Emit only the lines from the line containing "Where can you see the girl's fingers" through the last line of the entries, unchanged.
= = = = = = =
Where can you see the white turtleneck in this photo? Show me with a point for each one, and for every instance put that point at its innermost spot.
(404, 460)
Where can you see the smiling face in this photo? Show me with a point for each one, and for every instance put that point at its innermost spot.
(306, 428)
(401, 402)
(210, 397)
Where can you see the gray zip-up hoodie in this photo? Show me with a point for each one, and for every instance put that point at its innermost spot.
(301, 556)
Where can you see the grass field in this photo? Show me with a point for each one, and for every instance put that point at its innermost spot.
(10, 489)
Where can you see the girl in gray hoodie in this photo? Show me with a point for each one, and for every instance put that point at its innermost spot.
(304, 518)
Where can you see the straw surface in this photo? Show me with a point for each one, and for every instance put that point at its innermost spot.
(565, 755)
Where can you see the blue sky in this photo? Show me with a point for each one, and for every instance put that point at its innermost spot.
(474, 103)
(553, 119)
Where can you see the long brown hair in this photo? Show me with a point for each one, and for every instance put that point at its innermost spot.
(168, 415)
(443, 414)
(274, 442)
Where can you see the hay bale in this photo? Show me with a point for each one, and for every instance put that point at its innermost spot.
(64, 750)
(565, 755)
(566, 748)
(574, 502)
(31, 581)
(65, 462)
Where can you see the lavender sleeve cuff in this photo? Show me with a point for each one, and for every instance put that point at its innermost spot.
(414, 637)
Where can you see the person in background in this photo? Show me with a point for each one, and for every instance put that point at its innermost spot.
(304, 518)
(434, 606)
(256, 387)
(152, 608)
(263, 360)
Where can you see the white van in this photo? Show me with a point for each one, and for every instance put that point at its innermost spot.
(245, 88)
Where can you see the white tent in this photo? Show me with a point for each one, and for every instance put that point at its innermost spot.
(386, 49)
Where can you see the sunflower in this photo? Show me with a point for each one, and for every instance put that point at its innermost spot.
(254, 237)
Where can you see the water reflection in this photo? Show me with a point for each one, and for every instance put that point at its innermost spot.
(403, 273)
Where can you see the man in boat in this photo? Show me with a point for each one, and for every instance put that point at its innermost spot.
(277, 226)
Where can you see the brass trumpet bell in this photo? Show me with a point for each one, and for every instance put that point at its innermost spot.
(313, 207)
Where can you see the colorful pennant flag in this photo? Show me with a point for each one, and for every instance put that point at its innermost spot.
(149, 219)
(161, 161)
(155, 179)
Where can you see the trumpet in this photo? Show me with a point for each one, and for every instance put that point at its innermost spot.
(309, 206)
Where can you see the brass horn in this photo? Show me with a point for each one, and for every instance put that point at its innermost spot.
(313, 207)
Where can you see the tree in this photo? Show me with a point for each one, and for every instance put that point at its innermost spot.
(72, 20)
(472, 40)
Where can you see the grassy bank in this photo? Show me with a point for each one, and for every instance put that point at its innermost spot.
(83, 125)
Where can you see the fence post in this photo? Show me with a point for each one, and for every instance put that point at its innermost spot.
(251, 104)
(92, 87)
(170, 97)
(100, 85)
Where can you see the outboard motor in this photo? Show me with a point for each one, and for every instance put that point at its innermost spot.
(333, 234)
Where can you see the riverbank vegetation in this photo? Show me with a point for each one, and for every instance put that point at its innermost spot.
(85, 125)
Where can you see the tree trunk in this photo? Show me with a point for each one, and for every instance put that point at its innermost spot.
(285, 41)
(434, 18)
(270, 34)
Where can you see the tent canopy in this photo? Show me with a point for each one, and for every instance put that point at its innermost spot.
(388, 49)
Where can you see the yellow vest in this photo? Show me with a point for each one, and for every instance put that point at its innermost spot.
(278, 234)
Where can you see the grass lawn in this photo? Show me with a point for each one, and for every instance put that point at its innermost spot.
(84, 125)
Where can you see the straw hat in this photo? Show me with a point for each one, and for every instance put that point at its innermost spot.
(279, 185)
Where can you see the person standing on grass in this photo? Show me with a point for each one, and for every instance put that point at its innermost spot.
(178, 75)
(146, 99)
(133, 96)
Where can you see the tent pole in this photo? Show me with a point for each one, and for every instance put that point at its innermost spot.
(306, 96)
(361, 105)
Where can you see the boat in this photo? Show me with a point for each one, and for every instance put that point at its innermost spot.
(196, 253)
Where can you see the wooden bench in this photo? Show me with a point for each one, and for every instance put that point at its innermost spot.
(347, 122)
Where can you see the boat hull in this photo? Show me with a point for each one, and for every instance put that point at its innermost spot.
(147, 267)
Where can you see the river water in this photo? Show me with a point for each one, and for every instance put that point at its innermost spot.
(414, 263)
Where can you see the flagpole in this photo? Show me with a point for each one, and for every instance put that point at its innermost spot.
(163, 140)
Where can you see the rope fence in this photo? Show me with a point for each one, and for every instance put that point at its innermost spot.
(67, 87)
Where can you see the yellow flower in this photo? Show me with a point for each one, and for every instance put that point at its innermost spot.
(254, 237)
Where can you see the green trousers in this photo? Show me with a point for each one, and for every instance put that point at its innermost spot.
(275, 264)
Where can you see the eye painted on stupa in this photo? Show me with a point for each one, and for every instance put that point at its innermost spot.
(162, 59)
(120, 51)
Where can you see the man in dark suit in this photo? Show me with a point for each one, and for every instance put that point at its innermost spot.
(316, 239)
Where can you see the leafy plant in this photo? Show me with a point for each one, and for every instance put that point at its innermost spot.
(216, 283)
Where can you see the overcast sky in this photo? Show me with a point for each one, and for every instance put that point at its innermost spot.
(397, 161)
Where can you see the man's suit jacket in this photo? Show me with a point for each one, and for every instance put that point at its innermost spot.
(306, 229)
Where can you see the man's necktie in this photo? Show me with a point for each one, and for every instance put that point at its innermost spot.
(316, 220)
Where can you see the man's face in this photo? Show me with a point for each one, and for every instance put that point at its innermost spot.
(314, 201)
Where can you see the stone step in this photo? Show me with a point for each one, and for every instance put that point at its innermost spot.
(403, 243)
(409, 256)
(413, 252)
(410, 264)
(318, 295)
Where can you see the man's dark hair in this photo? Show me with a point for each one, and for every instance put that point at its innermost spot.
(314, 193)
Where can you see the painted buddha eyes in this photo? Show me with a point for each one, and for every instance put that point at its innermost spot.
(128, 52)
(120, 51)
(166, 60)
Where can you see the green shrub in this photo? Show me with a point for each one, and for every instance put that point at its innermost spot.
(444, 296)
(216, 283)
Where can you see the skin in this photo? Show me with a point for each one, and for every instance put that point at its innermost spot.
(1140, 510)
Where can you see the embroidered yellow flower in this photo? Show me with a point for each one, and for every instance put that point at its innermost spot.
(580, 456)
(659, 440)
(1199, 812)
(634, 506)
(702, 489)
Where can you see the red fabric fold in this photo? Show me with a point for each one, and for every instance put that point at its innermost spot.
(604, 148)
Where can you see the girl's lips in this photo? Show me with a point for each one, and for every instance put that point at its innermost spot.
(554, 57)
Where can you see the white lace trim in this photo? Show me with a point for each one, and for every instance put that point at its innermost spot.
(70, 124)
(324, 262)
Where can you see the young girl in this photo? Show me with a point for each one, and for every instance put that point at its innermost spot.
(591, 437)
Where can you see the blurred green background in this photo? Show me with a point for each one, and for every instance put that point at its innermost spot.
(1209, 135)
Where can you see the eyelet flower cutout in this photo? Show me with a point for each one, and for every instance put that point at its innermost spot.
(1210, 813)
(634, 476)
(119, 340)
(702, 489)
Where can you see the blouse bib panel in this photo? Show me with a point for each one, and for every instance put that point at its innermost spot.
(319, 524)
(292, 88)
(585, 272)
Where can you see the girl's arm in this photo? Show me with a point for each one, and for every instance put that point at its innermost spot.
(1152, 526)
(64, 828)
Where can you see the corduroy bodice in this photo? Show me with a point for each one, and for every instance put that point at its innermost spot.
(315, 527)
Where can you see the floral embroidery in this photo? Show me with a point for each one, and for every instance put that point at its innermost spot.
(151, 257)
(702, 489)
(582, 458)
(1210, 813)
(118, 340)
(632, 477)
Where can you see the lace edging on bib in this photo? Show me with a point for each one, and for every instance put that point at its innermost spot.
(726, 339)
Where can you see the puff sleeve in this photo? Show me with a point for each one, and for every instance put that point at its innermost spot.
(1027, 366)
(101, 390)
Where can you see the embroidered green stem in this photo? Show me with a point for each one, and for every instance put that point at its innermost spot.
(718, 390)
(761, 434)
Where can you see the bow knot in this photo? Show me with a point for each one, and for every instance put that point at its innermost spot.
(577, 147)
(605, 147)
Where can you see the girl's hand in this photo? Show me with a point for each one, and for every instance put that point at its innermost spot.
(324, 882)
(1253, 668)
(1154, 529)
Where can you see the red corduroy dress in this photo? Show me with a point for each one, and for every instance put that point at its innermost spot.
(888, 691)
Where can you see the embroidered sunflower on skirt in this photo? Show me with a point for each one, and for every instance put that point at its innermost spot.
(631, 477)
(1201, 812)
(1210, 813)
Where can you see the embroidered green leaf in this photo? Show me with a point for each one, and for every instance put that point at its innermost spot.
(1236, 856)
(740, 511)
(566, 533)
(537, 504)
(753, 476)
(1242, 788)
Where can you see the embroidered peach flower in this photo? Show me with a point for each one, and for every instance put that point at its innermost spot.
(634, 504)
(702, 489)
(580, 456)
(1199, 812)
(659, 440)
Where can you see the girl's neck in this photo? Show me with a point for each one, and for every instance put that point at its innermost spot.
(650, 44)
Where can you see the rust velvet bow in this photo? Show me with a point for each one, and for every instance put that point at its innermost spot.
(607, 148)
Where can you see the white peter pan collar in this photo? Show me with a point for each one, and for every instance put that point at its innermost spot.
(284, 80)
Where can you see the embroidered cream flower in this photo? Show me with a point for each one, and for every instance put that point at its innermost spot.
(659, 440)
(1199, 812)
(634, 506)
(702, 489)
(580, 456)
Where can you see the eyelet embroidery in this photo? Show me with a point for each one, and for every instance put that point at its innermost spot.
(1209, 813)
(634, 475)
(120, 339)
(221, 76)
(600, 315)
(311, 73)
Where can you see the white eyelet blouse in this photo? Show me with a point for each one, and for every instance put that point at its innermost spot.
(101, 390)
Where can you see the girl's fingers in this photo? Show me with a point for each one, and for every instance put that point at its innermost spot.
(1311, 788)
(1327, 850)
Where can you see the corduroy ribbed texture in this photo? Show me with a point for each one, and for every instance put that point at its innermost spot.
= = = = = = =
◆ **RESPONSE TO THE EXERCISE**:
Where can you see the girl's fingers in this photo? Show me with a point for each one, and for every instance put that point at its innermost spot.
(1311, 788)
(1327, 850)
Where can you see the corduroy ribbed texture in this photo? Show me with a point for each one, and for every instance put that point at its innermost spot.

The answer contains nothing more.